Watching things get worse and more unpredictable, I saw two things very clearly: 1 – She needed to be free to do whatever she needed to get through a divorce and take care of herself. 2 – We couldn’t leave our son in a situation like that. His nature was such that he really needed structure and stability. If something happened to Ed and me, we couldn’t leave him in the turbulence that might accompany a drawn-out divorce.
So, in spite of my sorrow to make that change, I wanted to do the best for both my friend and our son. But when I spoke to her, that conversation did NOT go well, and she did not see it the way I did. Instead, she was deeply hurt and angry. I was upset and tried to explain. She was still a powerful friend for me. And if it were something that only affected me, I would never have pushed my opinion. But where my son was concerned, I made my choice and stuck to it.
Nothing was working
About the same time, I got very sick. I had contracted a respiratory infection from the Vermont trip. Not only could I not get over it, but I kept getting worse. No matter what antibiotic they gave me, I got sicker and sicker. By December, I went to the ER, and they hospitalized me for pneumonia in two lobes of my lung.
In the hospital, I was failing to respond to any treatment. And I was scared. I was a bacteriologist. I knew exactly how sick I was and that nothing was working. Would I live to see my son grow up?
Finally, the doctor decided to put me on a powerful IV antibiotic that actually burned my veins. But it started to work. It took a few days, but I finally started to turn a corner.
Through it all, my friend never once came to see me. And she offered no help to Ed. With me in the hospital, he was trying to juggle his insanely demanding job, take care of our son at night, visit me, and do all the daycare runs.
She did offer once, after I was home, to pick my son up from daycare. But as the day got later and the daycare closing time approached, I called her. She had forgotten and was out of town. So I ended up bundling up and going to get him myself.
The fateful question
Meanwhile, Ed was busy trying to find a better job situation. In early 1990, he flew to Atlanta to interview for a job. Aside from the fact that it was, at best, a lateral move, he was so sick on that trip that when he returned, he told me we weren’t moving to Atlanta if it was the last job on earth. Which turned out to be fate, maybe? We found out a bit later that the job he interviewed for was eliminated.

* **Data provided**
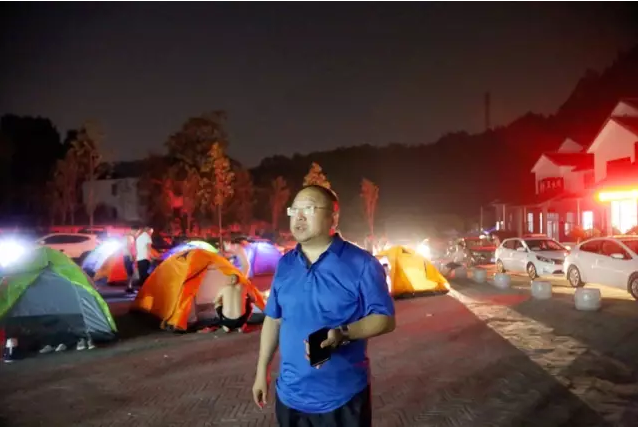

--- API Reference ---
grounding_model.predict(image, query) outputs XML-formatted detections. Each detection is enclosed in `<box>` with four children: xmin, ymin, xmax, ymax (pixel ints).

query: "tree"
<box><xmin>165</xmin><ymin>111</ymin><xmax>228</xmax><ymax>179</ymax></box>
<box><xmin>303</xmin><ymin>162</ymin><xmax>330</xmax><ymax>188</ymax></box>
<box><xmin>181</xmin><ymin>168</ymin><xmax>201</xmax><ymax>232</ymax></box>
<box><xmin>71</xmin><ymin>121</ymin><xmax>104</xmax><ymax>227</ymax></box>
<box><xmin>270</xmin><ymin>176</ymin><xmax>290</xmax><ymax>230</ymax></box>
<box><xmin>54</xmin><ymin>148</ymin><xmax>81</xmax><ymax>225</ymax></box>
<box><xmin>201</xmin><ymin>143</ymin><xmax>235</xmax><ymax>251</ymax></box>
<box><xmin>361</xmin><ymin>178</ymin><xmax>379</xmax><ymax>235</ymax></box>
<box><xmin>228</xmin><ymin>168</ymin><xmax>255</xmax><ymax>229</ymax></box>
<box><xmin>0</xmin><ymin>114</ymin><xmax>64</xmax><ymax>214</ymax></box>
<box><xmin>44</xmin><ymin>176</ymin><xmax>65</xmax><ymax>225</ymax></box>
<box><xmin>137</xmin><ymin>154</ymin><xmax>173</xmax><ymax>229</ymax></box>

* **Exercise instructions**
a: Using the personal account above, mark each statement yes or no and quote the words from the account that decide it.
(i) The narrator was hospitalized for pneumonia affecting two lobes of the lung.
(ii) The friend visited the narrator once during the hospital stay.
(iii) Ed flew to Atlanta in early 1990 to interview for a job.
b: What was the narrator's profession, according to the personal account?
c: Resume the personal account after its final sentence.

* **Responses per task**
a:
(i) Yes: "they hospitalized me for pneumonia in two lobes of my lung."
(ii) No: "my friend never once came to see me."
(iii) Yes: "In early 1990, he flew to Atlanta to interview for a job."

b: The narrator was a bacteriologist.

c:
Instead, after several attempts and only finding temporary jobs with no relocation benefits, he finally saw one right in RTP. It was for a computer company working with the National Institute of Environmental Health Sciences. And it had relocation benefits as well as a raise.
After doing one or two phone interviews, they flew him down for a day, then told him they would let him know.
And so, on that fateful day when the short phone conversation ended, and he posed that question, “Do we want the job?” it was now “Put-up-or-shut-up” time.
I remember we both stared at each other for a long moment. Connecticut was where we were both born and where we had lived our whole lives. We would be leaving behind everything we knew. And we didn’t have enough money to come back if this was a wrong decision. Also, we knew no one in North Carolina, so there was no support system.
But to be honest, we didn’t really have one in Connecticut either. It had become plain to Ed and me that our success or failure depended on our being a solid team and doing it ourselves. Add to it the fact that both the economy and the job market in Connecticut were getting worse.
After that long, pregnant pause, I remember saying to him, “Well…things aren’t getting any better up here. What have we got to lose?”
And so began the biggest risk of our lives. It would be a major trajectory change for all of us – not just professionally, but also for our marriage, parenthood, dealing with my parents, everything.
Looking back, I now know it was the best decision of our lives. But at that point, we only knew we were rolling the dice on a one-way trip, and we had to make it work.